Page text:
The new entrance to Leeds Station, the one that looks a bit like Kylo Ren from Star Wars if you look at it from a certain angle, has suddenly connected the waterfront area around Granary Wharf a little more successfully with the city. The trail down under the underpass and past the roar of the Dark Arches has gone if you’re heading city-bound by train, and you end up right in the heart of the Wharf.
That area was something of an alternative haven way, way back, packed with stalls selling crystals and Native American paraphernalia that had an uncertain use in West Yorkshire, but that part has disappeared, and the focus is on the waterfront, with new bars and restaurants emerging all the time, cocooned in the old railway arches, facing the canal.
It’s been renovated and developed well, and investment has attracted a string of new venues, Bilbao Bar among them.
Open for a couple of years now, Bilbao Bar is the closest thing to a Basque style pintxo bar in West Yorkshire. It’s like stepping into somewhere in the back streets of San Sebastian. There’s a big, broad counter, designed to be loaded up with food, and intended for use by people casually propping it up, glass of Rioja in one hand, slice of octopus on toast or whatever in the other. It’s an excellent space.

Questions on the material:
A) Which named places in Leeds does the review mention? List every one.
B) Could you transcribe a passage of the review, starting at "That area was" and stopping after "Bar among them."?

Given entries:
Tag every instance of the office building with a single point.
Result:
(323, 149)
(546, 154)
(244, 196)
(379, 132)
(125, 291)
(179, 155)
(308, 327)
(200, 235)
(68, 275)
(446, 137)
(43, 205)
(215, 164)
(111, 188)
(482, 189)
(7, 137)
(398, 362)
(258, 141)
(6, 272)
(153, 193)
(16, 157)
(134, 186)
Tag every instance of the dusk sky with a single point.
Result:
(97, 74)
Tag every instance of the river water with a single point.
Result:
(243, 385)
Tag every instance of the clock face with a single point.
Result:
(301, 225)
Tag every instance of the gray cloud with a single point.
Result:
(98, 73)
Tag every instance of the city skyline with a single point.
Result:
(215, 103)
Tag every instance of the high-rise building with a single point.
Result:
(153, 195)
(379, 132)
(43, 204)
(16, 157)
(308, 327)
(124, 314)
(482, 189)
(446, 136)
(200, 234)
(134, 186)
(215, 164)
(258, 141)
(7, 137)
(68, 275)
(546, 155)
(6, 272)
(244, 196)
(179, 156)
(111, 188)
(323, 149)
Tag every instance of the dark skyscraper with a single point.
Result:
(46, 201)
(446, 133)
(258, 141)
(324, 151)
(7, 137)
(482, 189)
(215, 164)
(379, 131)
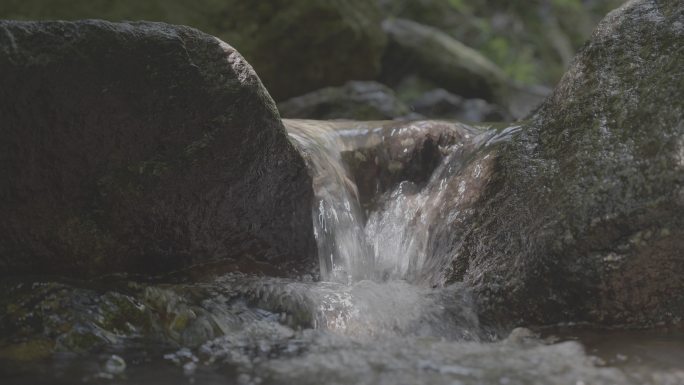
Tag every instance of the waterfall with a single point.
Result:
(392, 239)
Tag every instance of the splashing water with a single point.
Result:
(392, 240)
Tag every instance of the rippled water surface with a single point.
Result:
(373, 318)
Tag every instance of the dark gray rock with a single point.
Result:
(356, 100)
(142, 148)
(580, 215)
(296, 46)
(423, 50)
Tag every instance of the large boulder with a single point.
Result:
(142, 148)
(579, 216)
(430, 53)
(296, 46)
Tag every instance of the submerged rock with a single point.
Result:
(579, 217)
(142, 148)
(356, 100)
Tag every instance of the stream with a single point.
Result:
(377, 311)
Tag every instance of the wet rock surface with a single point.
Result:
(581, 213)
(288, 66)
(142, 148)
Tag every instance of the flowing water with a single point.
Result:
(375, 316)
...
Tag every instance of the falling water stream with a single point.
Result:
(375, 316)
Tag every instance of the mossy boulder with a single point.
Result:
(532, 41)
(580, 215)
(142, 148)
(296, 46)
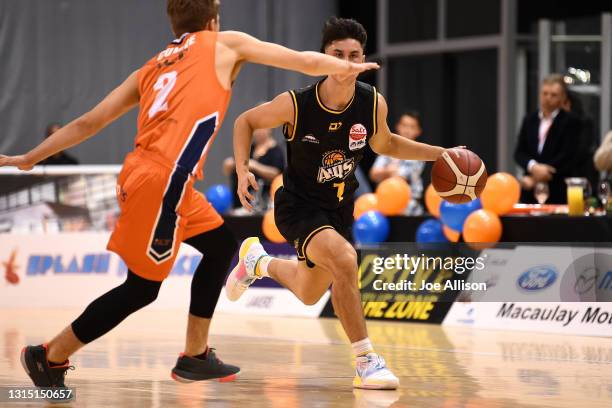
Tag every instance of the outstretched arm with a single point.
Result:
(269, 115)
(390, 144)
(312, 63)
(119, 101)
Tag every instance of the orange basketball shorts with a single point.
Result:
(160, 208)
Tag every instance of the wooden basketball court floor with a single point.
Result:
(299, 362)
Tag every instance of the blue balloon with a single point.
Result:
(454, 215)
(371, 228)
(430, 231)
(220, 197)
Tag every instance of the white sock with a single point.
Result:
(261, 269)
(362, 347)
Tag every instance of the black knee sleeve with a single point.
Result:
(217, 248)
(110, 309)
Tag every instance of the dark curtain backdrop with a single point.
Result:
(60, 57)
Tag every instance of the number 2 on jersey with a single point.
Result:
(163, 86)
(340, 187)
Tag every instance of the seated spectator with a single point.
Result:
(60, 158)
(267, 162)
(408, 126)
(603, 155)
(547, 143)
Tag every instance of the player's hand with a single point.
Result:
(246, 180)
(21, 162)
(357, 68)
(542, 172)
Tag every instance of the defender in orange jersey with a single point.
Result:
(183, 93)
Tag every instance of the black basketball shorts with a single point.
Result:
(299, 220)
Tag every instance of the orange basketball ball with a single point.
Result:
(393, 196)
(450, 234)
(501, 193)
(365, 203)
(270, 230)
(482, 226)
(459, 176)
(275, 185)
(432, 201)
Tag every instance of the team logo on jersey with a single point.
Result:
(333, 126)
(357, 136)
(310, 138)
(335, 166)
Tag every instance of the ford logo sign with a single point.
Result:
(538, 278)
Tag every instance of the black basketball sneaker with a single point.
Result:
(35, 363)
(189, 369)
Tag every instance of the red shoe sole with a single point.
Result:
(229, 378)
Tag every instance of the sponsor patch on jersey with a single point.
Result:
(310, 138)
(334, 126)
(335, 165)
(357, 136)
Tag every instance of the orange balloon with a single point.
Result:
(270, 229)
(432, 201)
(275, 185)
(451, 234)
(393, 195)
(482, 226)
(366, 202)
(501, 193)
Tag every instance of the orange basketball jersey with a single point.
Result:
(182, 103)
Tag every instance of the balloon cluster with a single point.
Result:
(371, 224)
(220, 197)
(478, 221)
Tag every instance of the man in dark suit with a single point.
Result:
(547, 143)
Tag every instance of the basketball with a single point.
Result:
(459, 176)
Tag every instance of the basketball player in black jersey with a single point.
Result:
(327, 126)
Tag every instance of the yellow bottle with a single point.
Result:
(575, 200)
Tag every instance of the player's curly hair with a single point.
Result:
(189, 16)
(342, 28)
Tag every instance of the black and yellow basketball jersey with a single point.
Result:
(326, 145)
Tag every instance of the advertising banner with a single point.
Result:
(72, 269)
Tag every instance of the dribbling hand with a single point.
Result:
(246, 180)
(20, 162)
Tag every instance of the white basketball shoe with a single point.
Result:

Solved tasks:
A) Leeds Station, Granary Wharf, the Dark Arches, Bilbao Bar

B)
That area was something of an alternative haven way, way back, packed with stalls selling crystals and Native American paraphernalia that had an uncertain use in West Yorkshire, but that part has disappeared, and the focus is on the waterfront, with new bars and restaurants emerging all the time, cocooned in the old railway arches, facing the canal.
It’s been renovated and developed well, and investment has attracted a string of new venues, Bilbao Bar among them.